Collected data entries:
------------------------------------------------------------

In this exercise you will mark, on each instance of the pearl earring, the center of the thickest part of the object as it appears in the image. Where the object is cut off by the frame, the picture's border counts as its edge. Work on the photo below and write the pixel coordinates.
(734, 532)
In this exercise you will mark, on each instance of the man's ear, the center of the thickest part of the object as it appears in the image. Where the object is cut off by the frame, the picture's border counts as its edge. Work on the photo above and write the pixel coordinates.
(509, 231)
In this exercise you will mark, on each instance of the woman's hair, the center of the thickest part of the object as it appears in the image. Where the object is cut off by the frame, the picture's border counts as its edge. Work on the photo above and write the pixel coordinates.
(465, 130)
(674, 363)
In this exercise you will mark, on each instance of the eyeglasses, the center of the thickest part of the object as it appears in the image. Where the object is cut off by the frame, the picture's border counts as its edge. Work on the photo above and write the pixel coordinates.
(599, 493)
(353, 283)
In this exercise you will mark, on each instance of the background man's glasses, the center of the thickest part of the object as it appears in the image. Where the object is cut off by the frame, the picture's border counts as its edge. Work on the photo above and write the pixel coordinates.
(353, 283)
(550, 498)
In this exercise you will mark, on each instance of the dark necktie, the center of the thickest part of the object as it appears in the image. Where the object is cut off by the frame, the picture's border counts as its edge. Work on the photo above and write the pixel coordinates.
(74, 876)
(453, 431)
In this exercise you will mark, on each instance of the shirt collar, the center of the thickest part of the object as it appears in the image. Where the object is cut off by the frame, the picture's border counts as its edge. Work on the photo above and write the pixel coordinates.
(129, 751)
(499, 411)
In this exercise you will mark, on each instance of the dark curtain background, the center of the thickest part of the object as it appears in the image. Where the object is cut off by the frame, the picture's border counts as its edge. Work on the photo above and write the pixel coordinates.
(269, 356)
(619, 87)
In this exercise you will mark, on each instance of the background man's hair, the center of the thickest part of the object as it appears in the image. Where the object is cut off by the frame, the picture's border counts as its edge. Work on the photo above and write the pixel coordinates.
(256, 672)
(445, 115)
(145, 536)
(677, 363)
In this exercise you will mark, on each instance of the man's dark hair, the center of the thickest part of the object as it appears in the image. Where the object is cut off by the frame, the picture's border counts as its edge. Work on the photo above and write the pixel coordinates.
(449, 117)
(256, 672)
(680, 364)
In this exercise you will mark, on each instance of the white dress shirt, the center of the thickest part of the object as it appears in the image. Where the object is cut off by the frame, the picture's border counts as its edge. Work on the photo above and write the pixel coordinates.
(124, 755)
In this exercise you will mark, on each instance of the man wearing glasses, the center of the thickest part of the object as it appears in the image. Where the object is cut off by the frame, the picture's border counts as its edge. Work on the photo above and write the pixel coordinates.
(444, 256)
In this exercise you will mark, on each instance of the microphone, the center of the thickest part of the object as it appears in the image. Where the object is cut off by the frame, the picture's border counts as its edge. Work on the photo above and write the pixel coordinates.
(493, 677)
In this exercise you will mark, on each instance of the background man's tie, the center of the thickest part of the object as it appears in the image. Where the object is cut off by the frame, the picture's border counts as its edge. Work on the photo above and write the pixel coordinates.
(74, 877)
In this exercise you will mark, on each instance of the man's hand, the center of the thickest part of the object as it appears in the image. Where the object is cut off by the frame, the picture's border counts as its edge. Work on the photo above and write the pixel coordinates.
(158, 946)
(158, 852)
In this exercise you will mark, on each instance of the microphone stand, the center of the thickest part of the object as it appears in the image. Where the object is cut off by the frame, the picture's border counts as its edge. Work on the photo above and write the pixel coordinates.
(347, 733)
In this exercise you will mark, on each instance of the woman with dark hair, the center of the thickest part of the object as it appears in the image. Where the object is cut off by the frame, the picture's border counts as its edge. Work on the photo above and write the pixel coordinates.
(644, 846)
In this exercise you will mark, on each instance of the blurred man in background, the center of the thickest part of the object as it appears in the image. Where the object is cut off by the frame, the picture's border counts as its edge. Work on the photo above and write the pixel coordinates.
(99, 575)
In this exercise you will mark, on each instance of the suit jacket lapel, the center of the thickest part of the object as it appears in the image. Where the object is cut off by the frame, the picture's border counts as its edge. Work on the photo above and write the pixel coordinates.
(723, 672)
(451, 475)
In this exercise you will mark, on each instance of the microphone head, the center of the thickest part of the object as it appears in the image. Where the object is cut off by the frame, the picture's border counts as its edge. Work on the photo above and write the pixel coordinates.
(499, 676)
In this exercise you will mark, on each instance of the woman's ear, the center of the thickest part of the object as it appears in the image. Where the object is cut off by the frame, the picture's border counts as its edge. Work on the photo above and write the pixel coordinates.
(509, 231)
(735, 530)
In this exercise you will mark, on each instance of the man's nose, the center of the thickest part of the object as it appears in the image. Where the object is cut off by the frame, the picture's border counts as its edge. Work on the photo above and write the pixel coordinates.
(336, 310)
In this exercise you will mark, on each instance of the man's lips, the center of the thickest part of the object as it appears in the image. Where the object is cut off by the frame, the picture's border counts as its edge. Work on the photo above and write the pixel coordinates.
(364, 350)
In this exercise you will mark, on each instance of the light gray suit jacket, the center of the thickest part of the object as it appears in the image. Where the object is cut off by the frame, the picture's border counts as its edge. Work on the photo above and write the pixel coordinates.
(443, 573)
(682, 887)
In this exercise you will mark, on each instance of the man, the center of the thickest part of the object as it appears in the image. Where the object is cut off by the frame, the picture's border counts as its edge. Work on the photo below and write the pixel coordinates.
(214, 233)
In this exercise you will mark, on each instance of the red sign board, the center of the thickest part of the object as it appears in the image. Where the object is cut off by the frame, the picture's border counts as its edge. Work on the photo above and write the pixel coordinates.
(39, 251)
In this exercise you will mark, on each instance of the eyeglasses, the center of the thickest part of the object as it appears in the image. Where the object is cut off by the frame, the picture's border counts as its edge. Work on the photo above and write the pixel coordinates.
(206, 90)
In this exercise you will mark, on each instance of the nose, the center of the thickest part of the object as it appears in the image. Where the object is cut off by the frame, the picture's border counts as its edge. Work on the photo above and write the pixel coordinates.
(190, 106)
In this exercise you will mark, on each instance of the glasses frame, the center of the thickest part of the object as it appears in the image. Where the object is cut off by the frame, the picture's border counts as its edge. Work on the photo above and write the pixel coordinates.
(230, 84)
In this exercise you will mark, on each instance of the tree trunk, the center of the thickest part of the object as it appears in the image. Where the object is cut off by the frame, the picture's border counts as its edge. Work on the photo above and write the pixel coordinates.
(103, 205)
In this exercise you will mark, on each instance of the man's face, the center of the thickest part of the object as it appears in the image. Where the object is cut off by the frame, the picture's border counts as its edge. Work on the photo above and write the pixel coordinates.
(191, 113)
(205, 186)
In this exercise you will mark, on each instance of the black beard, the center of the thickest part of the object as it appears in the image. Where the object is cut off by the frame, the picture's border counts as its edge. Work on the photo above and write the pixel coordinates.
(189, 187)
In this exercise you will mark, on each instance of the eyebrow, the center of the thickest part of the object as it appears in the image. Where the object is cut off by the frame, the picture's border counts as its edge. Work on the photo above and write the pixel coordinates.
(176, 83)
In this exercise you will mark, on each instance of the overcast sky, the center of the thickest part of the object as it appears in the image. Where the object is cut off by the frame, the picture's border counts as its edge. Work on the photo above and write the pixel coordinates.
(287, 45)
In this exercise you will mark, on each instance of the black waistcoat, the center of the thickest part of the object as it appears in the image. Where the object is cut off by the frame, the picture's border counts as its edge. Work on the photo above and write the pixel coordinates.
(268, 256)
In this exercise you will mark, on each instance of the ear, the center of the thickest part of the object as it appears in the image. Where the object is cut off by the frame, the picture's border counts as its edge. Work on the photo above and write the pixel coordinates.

------------------------------------------------------------

YOUR INSTRUCTIONS: Copy out the records starting at the line that contains "black waistcoat, the" and ending at the end of the records, requests included, and add 43 to every number in the answer coordinates.

SOLUTION BELOW:
In this exercise you will mark, on each instance of the black waistcoat, the center of the thickest part of the object as it appears in the image. Where the object is cut off by the frame, the picture's border counts as its edge. Work on the photo above and write the pixel coordinates.
(311, 299)
In this exercise you will mark, on each instance of the ear, the center of the thickest part of the object as it appears in the image. Where the object is cut off by the frame, the picture's border counts as its edge. Work on the photo above and write the pixel coordinates.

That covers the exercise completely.